_Passage provided_

The 26-year-old Hajduk Split's keeper Ivan Katalinić had been the national team's first choice goalie at the time under 3-man head coaching commission (consisting of Marko Valok, Stevan Vilotić, and Gojko Zec) as well as under previous head coach Ivan Toplak, however, the team's faltering 1978 World Cup qualifying campaign with two opening losses that led to Toplak's removal prompted a need to look at other options in goal as well.

The coaching triumvirate of Valok, Vilotić and Zec gave 25-year-old Borota a debut as second-half substitute for Katalinić on 5 October 1977 in the away friendly versus Hungary.

===1978 World Cup qualifying===
One month after his debut, Borota got a surprise opportunity to start in the crucial qualifier away versus Romania that was a must-win for Yugoslavia. The contest turned into a furious and epic scoring affair with Borota amateurishly conceding a long-range lob effort by Iosif Vigu only 4 minutes in. Plavi overturned the score to 1–2 by the 18th minute on a goal from Safet Sušić and a superb 25-meter strike by Dražen Mužinić, but the momentum shifted again as Anghel Iordănescu and László Bölöni managed to beat Borota twice more by halftime for 3–2 Romanian lead with poor aerial heading effort and bad positional play of Yugoslav defenders contributing to both goals. Early into the second half young Sušić took over again: first with a great individual move blowing by several defenders before scoring followed ten minutes later by a hard driven low shot off a laid-on free kick, for a 3–4 Yugoslavia lead. Still, Romanians mustered up one more comeback, albeit partial with a headed goal by Dudu Georgescu for 4–4, but Yugoslavs responded right back through Aleksandar Trifunović and Zoran Filipović by the end for a 4–6 final score.

Despite a win being recorded, Borota was demoted to the bench as Katalinić went back between the posts for the next must-win qualifier at home versus Spain that Yugoslavia had to win by 2 goals in order to qualify.

Following the failure to beat Spain and qualify for the World Cup, the coaching commission was disbanded with only Vilotić continuing as the head coach for the time being. He led the team in two friendlies and gave Borota a substitute appearance against Italy.

_Information provided_
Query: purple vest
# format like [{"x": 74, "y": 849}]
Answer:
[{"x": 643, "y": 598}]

_Task brief_
From the passage on Borota and the 1978 World Cup qualifying campaign, extract the section that begins at the words "Despite a win" and stops after "appearance against Italy.".

_Response_
Despite a win being recorded, Borota was demoted to the bench as Katalinić went back between the posts for the next must-win qualifier at home versus Spain that Yugoslavia had to win by 2 goals in order to qualify.

Following the failure to beat Spain and qualify for the World Cup, the coaching commission was disbanded with only Vilotić continuing as the head coach for the time being. He led the team in two friendlies and gave Borota a substitute appearance against Italy.